• **EXPLORAR O MATERIAL**
A. Responda a estas perguntas sobre o excerto da crónica:
(i) Em que livro estão compiladas as crónicas?
(ii) Quantas horas por semana se trabalha em França, segundo o texto?
(iii) Em que assentava a fantasia que, segundo o texto, acabou para sempre?
B. Transcreva sem alterações o trecho do excerto da crónica que vai de "E espera também" até "manifestamente a impotência.".

• **EXCERTO DA PÁGINA**
Outros excertos.
Mais um excerto de outra das crónicas, compiladas em «De mal a pior» (D. Quixote), de Vasco Pulido Valente, o último dos queirozianos, não no estilo mas na substância, com a sua visão lúcida, por vezes vitriólica, deste Portugal de mentes pequeninas e elites medíocres.
Como dizia o outro, o género humano não suporta demasiada realidade. Ainda
por cima, nesse ponto, as coisas pioraram. O Estado-providência
transformou o cidadão vulgar num quase absoluto irresponsável
e os dirigentes da democracia fazem uma carreira de lhe mentir.
Um adulto europeu espera, no mínimo, o seguinte: que o Estado
lhe eduque os filhos, que o Estado o trate na doença e que o
Estado lhe dê uma pensão para uma velhice decente e próspera.
E espera também trabalhar pouco (em França, 35 horas por semana),
um aumento de salário no fim do ano, que lhe paguem as
férias, que lhe garantam o emprego e, muitas vezes, que lhe dêem
uma casa ou uma renda barata. Só que esta fantasia, que assentava
no domínio universal do Ocidente, na miséria da Ásia e na escravidão
da Europa oriental, acabou - e acabou para sempre. Não
serve de nada pôr um remendo aqui e um remendo ali. Mais tarde
ou mais cedo, o edifício vem abaixo. E não virá abaixo em concórdia
e paz. Nenhum regime político resiste à impotência e o que
hoje têm de comum os governos da Europa, na Alemanha como
em França, em Itália como em Portugal, é manifestamente a impotência.

(Dados de localização de objetos em linguagem natural)
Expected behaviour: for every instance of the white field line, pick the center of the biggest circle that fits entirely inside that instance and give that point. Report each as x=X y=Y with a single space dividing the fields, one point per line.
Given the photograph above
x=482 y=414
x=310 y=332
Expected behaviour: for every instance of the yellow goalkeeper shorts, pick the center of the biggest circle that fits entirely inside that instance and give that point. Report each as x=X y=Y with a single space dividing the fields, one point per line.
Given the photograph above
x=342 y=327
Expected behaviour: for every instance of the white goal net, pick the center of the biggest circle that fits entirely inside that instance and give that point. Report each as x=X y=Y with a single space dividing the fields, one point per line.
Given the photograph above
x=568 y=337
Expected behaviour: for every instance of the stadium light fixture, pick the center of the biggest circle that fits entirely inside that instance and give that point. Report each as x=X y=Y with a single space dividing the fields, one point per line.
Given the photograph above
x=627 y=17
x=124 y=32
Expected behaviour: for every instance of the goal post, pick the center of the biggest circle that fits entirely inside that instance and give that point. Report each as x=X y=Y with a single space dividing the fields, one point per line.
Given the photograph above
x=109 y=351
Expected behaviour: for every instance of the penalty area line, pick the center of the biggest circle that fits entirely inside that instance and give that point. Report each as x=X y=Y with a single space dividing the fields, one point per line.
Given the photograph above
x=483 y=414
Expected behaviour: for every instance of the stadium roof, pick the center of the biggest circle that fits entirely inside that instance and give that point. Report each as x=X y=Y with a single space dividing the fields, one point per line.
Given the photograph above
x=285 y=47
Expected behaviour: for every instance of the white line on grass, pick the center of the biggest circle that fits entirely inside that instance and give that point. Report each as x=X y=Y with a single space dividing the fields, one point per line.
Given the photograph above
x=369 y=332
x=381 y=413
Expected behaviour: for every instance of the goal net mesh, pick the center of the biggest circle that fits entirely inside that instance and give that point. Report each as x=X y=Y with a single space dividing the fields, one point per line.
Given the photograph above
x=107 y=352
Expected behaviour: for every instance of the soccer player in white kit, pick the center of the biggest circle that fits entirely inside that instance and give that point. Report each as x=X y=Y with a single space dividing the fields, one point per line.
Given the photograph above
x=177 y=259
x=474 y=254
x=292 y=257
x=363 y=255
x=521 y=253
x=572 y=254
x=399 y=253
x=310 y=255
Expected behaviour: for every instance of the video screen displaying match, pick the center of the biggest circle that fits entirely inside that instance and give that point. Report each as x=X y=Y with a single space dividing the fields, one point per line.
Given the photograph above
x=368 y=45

• **RESPOSTAS DAS TAREFAS**
A.
(i) Em «De mal a pior» (D. Quixote).
(ii) 35 horas por semana.
(iii) No domínio universal do Ocidente, na miséria da Ásia e na escravidão da Europa oriental.

B.
E espera também trabalhar pouco (em França, 35 horas por semana),
um aumento de salário no fim do ano, que lhe paguem as
férias, que lhe garantam o emprego e, muitas vezes, que lhe dêem
uma casa ou uma renda barata. Só que esta fantasia, que assentava
no domínio universal do Ocidente, na miséria da Ásia e na escravidão
da Europa oriental, acabou - e acabou para sempre. Não
serve de nada pôr um remendo aqui e um remendo ali. Mais tarde
ou mais cedo, o edifício vem abaixo. E não virá abaixo em concórdia
e paz. Nenhum regime político resiste à impotência e o que
hoje têm de comum os governos da Europa, na Alemanha como
em França, em Itália como em Portugal, é manifestamente a impotência.